__Selected extract__
The other bad result from all of this is the left-over sulfate salts from the manufacturing of ethanol. We’re talking sulfuric acid – this contaminant is present in ethanol fuels and is VERY corrosive. It aggressively attacks aluminum, steels, coppers, yellow metals and silver solders – all found in fuel systems.

Yamaha’s service division (and all service departments, for that matter) have been dealing with the problems caused by bad fuel, the effects of ethanol, and the corrosion caused by the sulfuric acid. Yamaha examined the various fuel stabilizer products on the market, looking for the best available to package and sell through their dealerships to their customers to try to reduce the number of service issues with their Yamaha products and to increase customer satisfaction. What they discovered was that while the stabilizer products could keep the fuel fresh, they didn’t do a good enough job as they could do, simply due to the cost of the ingredients involved. They tested the available products and found a disturbing level of corrosion occurring to metal components. This is when they decided to design their own products to combat the issues; Fuel Med RX and Engine Med RX.

Fuel Med RX is primarily a fuel stabilizer with corrosion inhibitors, where Engine Med RX provides advanced de-carboning action along with more corrosion inhibitors. They are compatible and can be used together, but where the Fuel Med RX is designed to keep fuel fresh for periods of storage, Engine Med RX is designed to be used with every fill to keep everything clean.

Fuel Med RX

When should you use which one? Use Engine Med RX for daily use and then use Fuel Med RX when the sled will sit for more than seven days. Or, just use Fuel Med RX all of the time. They’re similar but different, and fully compatible. One is a stabilizer, one is a carbon cleaner, and both inhibit corrosion.

__Data excerpts__
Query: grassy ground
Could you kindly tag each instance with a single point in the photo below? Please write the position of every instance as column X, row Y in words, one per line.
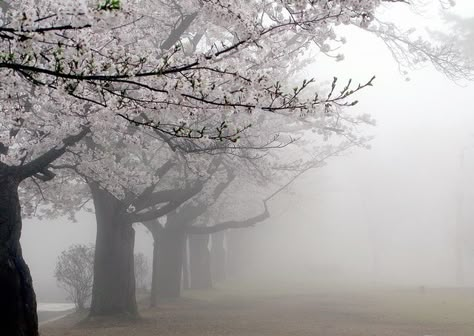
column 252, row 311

---

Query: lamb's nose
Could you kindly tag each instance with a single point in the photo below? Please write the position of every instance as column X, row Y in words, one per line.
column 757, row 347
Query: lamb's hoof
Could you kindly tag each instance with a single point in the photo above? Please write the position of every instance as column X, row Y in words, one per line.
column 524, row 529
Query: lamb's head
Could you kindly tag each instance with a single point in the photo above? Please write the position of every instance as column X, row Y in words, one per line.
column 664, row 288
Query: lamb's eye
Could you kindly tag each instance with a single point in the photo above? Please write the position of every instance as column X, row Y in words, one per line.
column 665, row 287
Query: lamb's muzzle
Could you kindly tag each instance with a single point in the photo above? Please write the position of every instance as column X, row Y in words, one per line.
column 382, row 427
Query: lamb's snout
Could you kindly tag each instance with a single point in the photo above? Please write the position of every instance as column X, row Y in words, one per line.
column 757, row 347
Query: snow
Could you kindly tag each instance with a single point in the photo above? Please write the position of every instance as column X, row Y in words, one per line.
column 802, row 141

* * *

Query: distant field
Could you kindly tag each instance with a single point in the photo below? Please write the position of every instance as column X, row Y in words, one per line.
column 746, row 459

__Exercise__
In the fuel stabilizer text, substitute "destructive" for "corrosive" and write out the part that begins at the words "The other bad" and stops after "in fuel systems.".

__Output below__
The other bad result from all of this is the left-over sulfate salts from the manufacturing of ethanol. We’re talking sulfuric acid – this contaminant is present in ethanol fuels and is VERY destructive. It aggressively attacks aluminum, steels, coppers, yellow metals and silver solders – all found in fuel systems.